Goal of the exercise –
From the forum thread about the makeup look, return the stretch that starts at the words "Wow Love it!" and stops after the words "great job !".

Passage shown –
Wow Love it! I do agree with everyone about putting some more defination around your eyes. Maybe do a blend of black and purple to look like a more sunk effect. Also maybe around the stitches put some dark red to show effect of fresh wounds
But great job !


----------



## Frighteners Entertainment (Jan 24, 2006)

Looks good.


----------



## Diane Rott (Jul 3, 2011)

I love it! Super great job.


----------



## Wildcat (Nov 3, 2007)

Thanks for all the kind replies.


----------



## Wildcat (Nov 3, 2007)

Wow. I can't believe I never showed the final product. 4 pages that never came to a conclusion. Shame on me.

Well here it is....er....was.


----------



## Pumpkin5 (Aug 8, 2010)

:jol:I agree!...Now.....what shall your punishment be??????
Kidding....very cool make up....this is one of my favorites of your "looks"!


----------



## Hairazor (Mar 13, 2012)

Great look!


----------



## The Halloween Lady (Aug 18, 2010)

Well Wildcat that is one mighty fine creepy finale! You must have scared the bejeezus of people.
It turned out great! (Awesome pic too!)


----------



## RoxyBlue (Oct 6, 2008)

Will you come haunt our yard?:jol:


----------



## Dark Angel 27 (Sep 11, 2008)

I love this look!


----------



## Wildcat (Nov 3, 2007)

Thanks for the kind replies.


----------



## scareme (Aug 29, 2006)

You look smashing! What is the building behind you?


----------



## Wildcat (Nov 3, 2007)

Thanks. It's the Empress Hotel in Victoria BC.










Fairmont/ Empress


----------

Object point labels
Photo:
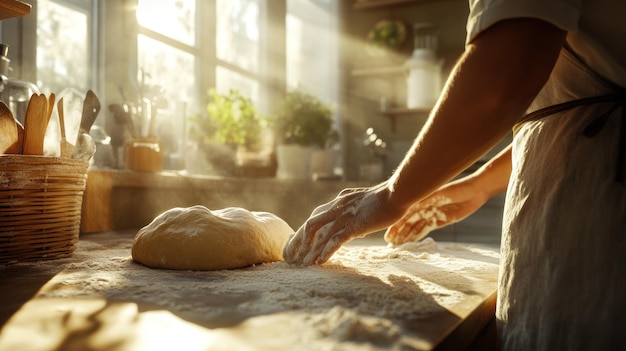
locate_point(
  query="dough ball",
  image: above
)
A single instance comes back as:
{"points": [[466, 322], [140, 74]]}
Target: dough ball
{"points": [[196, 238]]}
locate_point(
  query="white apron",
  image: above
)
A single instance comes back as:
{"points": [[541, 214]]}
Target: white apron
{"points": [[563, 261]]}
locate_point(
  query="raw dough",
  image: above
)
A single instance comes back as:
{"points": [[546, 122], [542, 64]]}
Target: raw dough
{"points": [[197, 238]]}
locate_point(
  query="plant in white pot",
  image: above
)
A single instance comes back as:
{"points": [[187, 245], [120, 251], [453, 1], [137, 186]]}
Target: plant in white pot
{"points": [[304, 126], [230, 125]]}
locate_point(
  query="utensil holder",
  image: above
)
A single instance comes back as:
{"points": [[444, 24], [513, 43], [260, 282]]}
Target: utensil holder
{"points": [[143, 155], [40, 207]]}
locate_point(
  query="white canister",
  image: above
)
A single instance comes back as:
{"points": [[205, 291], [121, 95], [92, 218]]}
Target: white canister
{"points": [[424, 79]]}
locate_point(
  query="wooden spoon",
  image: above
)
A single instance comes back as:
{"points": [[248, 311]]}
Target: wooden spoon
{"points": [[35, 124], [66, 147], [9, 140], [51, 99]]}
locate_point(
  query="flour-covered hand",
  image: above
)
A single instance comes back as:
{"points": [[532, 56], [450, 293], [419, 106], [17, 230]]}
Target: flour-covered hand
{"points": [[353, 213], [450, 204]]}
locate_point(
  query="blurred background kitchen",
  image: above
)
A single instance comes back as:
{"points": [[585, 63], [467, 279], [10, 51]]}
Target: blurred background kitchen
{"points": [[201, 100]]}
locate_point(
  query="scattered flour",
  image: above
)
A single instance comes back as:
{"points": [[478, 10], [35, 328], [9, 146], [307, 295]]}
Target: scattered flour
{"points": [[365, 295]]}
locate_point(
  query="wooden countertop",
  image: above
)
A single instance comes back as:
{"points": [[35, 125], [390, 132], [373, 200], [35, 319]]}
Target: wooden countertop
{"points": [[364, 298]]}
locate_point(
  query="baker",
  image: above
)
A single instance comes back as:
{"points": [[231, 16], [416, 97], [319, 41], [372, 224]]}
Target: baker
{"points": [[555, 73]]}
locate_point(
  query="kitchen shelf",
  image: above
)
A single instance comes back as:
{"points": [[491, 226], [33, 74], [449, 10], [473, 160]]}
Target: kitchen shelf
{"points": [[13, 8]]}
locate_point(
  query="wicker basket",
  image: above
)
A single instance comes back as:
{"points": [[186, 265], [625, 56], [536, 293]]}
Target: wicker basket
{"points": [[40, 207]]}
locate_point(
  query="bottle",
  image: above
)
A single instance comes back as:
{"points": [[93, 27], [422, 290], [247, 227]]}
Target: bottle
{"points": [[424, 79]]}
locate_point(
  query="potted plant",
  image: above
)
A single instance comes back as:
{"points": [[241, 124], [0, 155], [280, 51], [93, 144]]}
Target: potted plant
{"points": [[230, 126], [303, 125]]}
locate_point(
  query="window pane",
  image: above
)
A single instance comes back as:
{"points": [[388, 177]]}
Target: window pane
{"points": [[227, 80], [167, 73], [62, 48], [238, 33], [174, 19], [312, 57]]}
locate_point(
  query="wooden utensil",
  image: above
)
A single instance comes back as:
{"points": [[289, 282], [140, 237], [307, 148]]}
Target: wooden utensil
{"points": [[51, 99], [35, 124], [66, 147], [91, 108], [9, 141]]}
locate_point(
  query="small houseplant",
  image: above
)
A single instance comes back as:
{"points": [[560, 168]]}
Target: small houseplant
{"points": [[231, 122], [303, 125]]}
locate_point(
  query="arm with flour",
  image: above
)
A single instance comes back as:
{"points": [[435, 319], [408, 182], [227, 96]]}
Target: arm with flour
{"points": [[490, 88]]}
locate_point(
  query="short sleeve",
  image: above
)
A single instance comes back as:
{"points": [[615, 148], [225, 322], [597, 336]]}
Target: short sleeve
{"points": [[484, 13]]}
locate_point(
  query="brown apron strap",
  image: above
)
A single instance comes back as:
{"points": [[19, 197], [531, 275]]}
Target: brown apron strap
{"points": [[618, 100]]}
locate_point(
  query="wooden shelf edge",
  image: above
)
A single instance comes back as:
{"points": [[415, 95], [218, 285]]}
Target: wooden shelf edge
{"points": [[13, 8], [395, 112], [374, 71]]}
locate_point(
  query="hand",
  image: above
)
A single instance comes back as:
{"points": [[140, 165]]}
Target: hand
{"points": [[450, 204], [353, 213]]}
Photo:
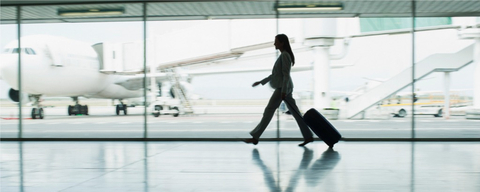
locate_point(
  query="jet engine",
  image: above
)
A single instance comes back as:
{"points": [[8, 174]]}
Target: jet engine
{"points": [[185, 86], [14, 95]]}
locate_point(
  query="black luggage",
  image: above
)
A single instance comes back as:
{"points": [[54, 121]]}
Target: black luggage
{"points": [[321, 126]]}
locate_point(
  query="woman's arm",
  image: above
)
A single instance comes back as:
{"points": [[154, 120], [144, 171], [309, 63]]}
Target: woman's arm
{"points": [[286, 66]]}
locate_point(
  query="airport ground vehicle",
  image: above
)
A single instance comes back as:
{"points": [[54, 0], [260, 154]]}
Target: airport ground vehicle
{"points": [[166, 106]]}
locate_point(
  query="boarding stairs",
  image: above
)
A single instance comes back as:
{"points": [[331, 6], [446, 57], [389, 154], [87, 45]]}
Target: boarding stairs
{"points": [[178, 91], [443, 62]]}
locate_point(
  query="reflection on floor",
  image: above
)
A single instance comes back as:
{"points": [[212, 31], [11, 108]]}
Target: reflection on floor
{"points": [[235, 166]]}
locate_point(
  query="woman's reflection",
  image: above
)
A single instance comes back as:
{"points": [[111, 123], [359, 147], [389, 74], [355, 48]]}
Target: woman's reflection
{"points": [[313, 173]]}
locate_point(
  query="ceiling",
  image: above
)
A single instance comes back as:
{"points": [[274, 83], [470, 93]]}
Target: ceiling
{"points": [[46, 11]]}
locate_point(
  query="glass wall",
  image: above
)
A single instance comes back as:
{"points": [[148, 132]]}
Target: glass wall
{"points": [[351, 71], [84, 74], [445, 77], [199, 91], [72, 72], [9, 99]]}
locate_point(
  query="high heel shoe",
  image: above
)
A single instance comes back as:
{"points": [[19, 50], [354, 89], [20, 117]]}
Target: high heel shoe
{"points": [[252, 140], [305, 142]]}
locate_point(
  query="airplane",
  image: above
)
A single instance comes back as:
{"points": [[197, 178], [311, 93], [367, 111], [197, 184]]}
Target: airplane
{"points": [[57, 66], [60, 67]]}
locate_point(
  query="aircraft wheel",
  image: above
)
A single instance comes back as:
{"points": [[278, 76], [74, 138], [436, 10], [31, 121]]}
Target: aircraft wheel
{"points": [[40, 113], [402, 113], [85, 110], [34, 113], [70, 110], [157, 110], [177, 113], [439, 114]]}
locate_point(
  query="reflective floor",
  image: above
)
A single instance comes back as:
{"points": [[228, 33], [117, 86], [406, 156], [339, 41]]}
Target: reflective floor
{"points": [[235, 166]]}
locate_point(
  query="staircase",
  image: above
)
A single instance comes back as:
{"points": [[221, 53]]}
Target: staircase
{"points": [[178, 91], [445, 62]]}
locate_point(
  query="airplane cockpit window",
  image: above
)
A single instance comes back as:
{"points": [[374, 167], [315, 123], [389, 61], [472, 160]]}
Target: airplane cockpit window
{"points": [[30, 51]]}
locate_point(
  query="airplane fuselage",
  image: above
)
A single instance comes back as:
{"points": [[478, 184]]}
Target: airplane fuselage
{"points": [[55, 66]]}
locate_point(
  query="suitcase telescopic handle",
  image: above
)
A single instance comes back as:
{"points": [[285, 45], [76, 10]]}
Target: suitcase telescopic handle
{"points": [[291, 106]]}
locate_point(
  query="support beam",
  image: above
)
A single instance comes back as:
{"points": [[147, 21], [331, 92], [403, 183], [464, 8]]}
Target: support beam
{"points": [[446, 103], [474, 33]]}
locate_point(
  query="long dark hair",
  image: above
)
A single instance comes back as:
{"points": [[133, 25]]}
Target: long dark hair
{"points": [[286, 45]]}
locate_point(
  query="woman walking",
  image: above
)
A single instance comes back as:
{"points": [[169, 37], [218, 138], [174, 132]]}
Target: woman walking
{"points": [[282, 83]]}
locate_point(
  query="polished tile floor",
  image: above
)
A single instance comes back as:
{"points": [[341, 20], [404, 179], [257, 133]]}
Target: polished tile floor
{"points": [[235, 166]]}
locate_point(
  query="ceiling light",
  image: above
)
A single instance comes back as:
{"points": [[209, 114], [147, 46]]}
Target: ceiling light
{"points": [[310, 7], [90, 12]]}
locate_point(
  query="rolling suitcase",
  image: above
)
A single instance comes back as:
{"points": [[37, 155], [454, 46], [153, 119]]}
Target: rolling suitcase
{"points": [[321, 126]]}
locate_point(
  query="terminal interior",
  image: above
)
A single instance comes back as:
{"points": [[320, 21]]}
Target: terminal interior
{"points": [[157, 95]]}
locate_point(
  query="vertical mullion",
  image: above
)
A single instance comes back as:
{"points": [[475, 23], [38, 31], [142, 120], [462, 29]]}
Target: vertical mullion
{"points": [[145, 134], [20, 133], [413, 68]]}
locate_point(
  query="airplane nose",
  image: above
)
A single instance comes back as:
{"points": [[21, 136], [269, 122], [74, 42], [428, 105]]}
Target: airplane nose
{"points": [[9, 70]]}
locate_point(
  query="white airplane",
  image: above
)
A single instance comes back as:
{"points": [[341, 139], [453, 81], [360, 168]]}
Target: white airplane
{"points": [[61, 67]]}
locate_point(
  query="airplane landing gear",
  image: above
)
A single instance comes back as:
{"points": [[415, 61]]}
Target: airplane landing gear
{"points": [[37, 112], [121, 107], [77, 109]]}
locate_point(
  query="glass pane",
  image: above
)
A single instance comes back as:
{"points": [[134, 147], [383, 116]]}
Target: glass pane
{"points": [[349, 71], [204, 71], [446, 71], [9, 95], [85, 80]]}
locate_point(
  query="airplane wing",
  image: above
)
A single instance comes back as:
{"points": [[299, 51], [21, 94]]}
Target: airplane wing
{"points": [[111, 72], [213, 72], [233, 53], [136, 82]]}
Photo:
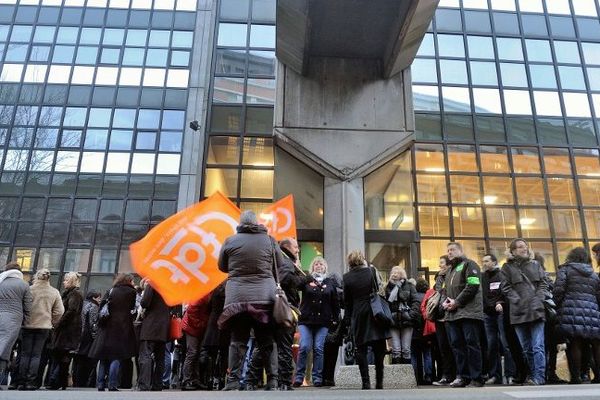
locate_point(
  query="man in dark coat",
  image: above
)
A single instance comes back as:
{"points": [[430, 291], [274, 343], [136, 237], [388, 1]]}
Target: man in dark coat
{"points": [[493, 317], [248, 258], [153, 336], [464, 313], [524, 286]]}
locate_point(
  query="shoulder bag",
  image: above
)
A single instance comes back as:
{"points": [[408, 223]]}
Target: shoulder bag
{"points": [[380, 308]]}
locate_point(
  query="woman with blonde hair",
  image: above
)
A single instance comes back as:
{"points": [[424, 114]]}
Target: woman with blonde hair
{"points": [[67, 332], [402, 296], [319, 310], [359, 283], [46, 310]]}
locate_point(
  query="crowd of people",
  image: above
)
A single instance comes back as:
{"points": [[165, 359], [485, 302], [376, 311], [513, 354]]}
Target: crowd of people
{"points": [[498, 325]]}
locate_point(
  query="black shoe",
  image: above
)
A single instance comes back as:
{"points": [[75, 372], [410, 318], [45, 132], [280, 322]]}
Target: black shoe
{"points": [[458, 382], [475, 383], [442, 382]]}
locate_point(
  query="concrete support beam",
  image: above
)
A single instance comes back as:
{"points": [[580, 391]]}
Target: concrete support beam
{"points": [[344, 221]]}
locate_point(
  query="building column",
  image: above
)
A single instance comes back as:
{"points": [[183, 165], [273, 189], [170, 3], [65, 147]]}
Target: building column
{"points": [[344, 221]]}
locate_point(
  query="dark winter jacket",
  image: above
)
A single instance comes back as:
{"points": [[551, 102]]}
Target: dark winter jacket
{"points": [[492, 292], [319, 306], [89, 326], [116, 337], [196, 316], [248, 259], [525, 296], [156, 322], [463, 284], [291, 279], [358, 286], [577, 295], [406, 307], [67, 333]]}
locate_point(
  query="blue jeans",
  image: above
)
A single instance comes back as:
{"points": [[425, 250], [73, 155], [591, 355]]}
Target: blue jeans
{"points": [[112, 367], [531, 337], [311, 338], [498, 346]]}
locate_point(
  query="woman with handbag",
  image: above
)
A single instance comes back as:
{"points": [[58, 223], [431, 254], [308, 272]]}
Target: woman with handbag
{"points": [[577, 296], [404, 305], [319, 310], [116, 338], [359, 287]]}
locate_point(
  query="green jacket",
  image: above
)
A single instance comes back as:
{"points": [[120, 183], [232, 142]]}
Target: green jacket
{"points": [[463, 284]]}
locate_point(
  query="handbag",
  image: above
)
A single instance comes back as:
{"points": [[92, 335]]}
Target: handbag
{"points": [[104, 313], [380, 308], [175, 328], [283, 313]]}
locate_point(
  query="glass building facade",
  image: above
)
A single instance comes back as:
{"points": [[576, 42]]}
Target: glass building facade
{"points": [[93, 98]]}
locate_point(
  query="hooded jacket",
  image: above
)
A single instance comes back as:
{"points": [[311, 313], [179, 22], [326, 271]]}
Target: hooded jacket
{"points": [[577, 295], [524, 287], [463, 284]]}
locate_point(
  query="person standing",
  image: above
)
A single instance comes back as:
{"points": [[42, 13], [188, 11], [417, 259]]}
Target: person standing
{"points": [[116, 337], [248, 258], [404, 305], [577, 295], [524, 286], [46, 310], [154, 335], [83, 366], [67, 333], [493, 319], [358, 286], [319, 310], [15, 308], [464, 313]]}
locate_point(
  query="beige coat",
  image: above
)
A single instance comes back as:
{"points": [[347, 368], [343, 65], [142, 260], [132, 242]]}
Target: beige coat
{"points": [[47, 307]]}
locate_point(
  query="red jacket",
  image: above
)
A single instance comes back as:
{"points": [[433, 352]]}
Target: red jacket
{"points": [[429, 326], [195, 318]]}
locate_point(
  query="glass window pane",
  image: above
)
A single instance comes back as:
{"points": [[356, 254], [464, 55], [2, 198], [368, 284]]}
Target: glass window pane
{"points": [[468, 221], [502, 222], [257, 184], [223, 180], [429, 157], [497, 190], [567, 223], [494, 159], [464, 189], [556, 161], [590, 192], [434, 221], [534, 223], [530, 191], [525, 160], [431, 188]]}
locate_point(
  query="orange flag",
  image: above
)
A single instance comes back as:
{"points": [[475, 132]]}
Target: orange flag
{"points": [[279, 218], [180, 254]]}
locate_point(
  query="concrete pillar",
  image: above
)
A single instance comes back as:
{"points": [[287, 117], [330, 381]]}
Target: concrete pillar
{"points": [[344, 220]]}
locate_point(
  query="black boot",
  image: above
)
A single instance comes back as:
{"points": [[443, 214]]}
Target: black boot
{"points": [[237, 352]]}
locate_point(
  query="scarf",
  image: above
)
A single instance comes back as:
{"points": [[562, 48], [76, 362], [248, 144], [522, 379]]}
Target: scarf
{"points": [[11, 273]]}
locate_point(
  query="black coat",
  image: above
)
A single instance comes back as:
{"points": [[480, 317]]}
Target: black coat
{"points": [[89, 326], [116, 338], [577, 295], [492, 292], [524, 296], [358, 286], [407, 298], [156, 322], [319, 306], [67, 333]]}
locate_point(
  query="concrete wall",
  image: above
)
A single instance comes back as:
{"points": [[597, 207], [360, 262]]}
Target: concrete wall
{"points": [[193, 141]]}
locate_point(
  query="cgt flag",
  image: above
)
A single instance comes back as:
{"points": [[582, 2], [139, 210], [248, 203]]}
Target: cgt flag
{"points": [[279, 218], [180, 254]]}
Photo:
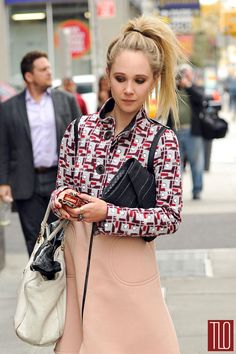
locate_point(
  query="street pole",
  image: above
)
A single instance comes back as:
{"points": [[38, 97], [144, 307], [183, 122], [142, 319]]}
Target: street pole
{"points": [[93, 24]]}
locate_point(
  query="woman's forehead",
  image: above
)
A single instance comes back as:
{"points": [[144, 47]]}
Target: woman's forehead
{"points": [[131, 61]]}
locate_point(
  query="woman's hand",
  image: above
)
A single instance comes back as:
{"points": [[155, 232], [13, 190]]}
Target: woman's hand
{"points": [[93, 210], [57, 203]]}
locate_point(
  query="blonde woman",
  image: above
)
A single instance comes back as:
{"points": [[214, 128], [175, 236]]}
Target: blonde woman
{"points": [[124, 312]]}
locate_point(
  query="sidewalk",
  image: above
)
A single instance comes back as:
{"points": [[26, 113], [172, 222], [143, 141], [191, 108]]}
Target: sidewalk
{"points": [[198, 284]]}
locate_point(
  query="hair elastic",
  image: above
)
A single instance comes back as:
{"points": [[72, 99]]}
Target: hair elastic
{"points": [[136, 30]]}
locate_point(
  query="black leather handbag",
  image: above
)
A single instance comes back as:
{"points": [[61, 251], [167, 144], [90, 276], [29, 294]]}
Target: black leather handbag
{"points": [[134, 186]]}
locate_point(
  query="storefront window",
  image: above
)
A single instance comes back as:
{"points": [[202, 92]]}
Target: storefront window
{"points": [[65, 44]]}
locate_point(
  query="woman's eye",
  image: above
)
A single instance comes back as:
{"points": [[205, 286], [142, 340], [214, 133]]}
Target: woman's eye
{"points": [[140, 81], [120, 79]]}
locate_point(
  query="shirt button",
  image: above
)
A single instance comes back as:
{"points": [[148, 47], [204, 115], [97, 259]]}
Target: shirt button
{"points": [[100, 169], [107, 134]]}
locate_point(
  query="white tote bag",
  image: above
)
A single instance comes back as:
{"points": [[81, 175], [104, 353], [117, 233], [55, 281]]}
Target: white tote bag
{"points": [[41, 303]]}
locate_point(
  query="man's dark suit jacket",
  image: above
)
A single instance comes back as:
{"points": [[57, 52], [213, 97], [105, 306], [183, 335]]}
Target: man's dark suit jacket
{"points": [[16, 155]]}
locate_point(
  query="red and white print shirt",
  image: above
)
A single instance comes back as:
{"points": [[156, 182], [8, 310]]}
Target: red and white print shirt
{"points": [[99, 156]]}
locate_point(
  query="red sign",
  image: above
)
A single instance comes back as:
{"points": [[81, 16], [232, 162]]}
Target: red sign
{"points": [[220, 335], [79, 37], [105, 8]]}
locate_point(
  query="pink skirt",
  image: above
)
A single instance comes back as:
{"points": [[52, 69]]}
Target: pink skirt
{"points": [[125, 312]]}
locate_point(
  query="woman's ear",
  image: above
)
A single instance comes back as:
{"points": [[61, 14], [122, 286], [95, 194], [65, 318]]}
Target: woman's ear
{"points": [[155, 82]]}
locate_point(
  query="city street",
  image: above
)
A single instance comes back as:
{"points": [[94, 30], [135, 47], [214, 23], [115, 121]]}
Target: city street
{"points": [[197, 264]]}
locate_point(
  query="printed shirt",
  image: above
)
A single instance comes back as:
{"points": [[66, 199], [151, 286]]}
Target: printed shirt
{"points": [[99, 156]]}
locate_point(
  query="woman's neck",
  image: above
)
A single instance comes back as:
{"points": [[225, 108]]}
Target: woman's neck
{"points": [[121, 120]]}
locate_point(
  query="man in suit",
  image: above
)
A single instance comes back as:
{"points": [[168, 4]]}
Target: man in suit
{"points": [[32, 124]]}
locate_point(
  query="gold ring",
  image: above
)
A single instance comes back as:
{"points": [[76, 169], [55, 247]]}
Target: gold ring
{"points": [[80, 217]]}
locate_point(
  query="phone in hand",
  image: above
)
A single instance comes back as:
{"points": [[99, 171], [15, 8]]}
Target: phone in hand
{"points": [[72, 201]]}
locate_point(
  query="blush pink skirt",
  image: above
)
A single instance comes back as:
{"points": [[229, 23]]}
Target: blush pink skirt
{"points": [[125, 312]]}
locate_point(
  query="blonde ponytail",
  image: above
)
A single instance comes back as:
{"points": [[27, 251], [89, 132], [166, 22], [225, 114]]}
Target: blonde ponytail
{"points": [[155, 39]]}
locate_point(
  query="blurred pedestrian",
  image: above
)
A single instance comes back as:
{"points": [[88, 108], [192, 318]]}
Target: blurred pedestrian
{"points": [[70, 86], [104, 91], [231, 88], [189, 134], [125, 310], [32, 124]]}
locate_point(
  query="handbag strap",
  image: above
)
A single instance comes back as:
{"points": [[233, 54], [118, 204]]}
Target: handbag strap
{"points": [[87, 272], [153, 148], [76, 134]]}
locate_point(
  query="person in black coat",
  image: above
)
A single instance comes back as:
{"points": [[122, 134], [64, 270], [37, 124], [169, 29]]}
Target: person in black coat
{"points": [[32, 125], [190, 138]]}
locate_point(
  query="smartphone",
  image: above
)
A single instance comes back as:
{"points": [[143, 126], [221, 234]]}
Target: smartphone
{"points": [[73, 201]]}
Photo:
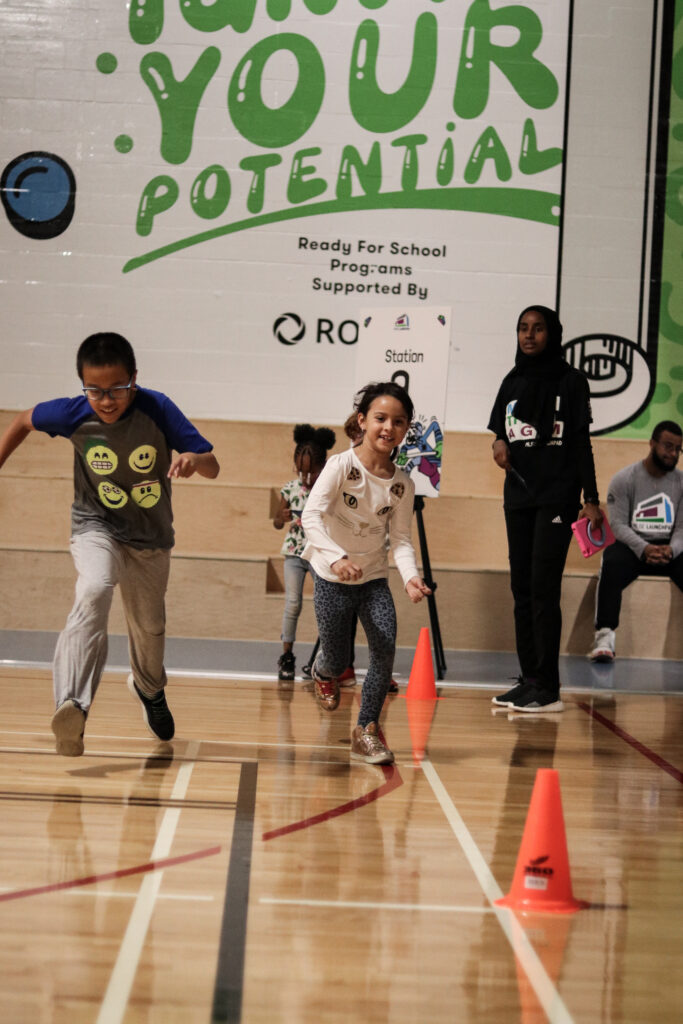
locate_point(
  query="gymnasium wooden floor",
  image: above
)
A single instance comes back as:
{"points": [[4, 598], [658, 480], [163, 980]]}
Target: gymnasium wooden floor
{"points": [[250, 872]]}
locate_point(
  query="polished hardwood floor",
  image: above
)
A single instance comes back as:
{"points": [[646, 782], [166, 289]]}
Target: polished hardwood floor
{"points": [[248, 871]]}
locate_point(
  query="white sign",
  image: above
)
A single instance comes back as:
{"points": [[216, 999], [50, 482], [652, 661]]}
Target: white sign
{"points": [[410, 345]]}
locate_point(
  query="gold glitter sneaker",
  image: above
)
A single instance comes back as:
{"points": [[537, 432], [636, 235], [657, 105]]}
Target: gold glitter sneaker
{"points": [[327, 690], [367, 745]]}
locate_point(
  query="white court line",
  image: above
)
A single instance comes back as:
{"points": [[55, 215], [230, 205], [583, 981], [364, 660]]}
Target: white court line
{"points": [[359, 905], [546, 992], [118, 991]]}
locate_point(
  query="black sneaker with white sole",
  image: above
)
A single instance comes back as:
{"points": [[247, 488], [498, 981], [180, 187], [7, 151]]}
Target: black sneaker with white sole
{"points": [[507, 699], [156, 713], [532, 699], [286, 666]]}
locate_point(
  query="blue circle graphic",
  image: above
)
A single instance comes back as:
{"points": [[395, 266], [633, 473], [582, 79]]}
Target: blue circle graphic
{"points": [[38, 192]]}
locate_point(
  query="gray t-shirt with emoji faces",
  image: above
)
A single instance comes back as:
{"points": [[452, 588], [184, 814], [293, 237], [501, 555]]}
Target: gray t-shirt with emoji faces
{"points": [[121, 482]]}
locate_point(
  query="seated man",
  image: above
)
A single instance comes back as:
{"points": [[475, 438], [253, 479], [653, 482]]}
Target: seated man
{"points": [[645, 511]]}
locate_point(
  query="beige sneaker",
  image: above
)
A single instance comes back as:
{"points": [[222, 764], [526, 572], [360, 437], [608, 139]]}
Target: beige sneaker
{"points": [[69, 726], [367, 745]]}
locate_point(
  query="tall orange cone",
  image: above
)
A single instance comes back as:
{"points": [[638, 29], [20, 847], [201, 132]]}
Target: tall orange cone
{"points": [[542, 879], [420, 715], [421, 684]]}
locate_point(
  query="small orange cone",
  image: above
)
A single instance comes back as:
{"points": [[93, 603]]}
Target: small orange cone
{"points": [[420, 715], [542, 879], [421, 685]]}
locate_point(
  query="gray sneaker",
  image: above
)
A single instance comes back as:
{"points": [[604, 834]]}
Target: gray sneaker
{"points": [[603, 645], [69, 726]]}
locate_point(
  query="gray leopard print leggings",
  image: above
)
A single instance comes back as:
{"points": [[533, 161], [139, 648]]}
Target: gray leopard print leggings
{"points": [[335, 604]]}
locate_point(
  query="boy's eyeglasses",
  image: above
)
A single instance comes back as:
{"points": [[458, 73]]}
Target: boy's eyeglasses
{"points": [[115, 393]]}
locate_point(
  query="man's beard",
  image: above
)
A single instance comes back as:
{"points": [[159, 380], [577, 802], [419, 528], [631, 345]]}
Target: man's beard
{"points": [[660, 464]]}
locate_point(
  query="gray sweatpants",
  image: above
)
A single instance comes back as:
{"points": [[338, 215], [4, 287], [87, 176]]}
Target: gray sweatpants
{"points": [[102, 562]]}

Right answer –
Wow Love it! I do agree with everyone about putting some more defination around your eyes. Maybe do a blend of black and purple to look like a more sunk effect. Also maybe around the stitches put some dark red to show effect of fresh wounds
But great job !